= SUPPLIED RECORDS =
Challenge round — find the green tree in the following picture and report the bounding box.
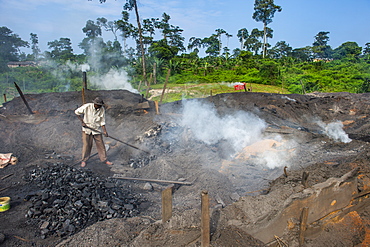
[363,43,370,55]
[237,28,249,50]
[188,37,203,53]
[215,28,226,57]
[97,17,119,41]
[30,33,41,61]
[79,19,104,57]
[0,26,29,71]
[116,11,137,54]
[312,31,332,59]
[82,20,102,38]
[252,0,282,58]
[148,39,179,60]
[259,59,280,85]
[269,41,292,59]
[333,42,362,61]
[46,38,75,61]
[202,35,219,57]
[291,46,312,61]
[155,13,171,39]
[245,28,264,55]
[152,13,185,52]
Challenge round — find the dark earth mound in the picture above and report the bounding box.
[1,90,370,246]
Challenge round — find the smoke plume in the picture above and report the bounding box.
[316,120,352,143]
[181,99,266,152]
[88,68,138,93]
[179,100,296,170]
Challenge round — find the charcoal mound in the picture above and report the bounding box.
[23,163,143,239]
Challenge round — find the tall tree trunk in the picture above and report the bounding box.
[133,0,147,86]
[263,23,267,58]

---

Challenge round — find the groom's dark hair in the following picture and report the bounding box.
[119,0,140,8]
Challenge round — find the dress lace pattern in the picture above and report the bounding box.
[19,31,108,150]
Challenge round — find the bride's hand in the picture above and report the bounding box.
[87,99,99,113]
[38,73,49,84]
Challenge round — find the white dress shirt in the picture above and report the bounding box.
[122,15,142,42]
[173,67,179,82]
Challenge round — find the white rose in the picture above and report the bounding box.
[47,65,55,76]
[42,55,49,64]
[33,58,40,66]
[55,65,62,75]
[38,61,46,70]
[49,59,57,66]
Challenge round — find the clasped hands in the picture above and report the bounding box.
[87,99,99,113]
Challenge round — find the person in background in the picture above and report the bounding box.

...

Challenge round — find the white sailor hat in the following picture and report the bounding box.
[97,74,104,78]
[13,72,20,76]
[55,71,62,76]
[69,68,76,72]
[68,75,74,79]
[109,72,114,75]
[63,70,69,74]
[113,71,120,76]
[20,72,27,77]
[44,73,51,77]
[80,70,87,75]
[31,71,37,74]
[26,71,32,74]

= WHAT TO WORK ON =
For this task, write out exactly the lines of the entries above, starting at the line with "Challenge round — find the white rose" and ending at the line with "Challenge round — find the person", both included, and no others.

= ANSWER TO THE PROBLEM =
Challenge round — find the white rose in the picture above and report the bounding box.
[47,65,55,76]
[42,55,49,64]
[33,58,40,66]
[55,65,62,75]
[38,61,46,70]
[49,59,57,66]
Challenge round — find the clasped hands in the picture above and report the bounding box.
[87,99,99,113]
Challenge round — find the person in background in the picture above and report the bounding box.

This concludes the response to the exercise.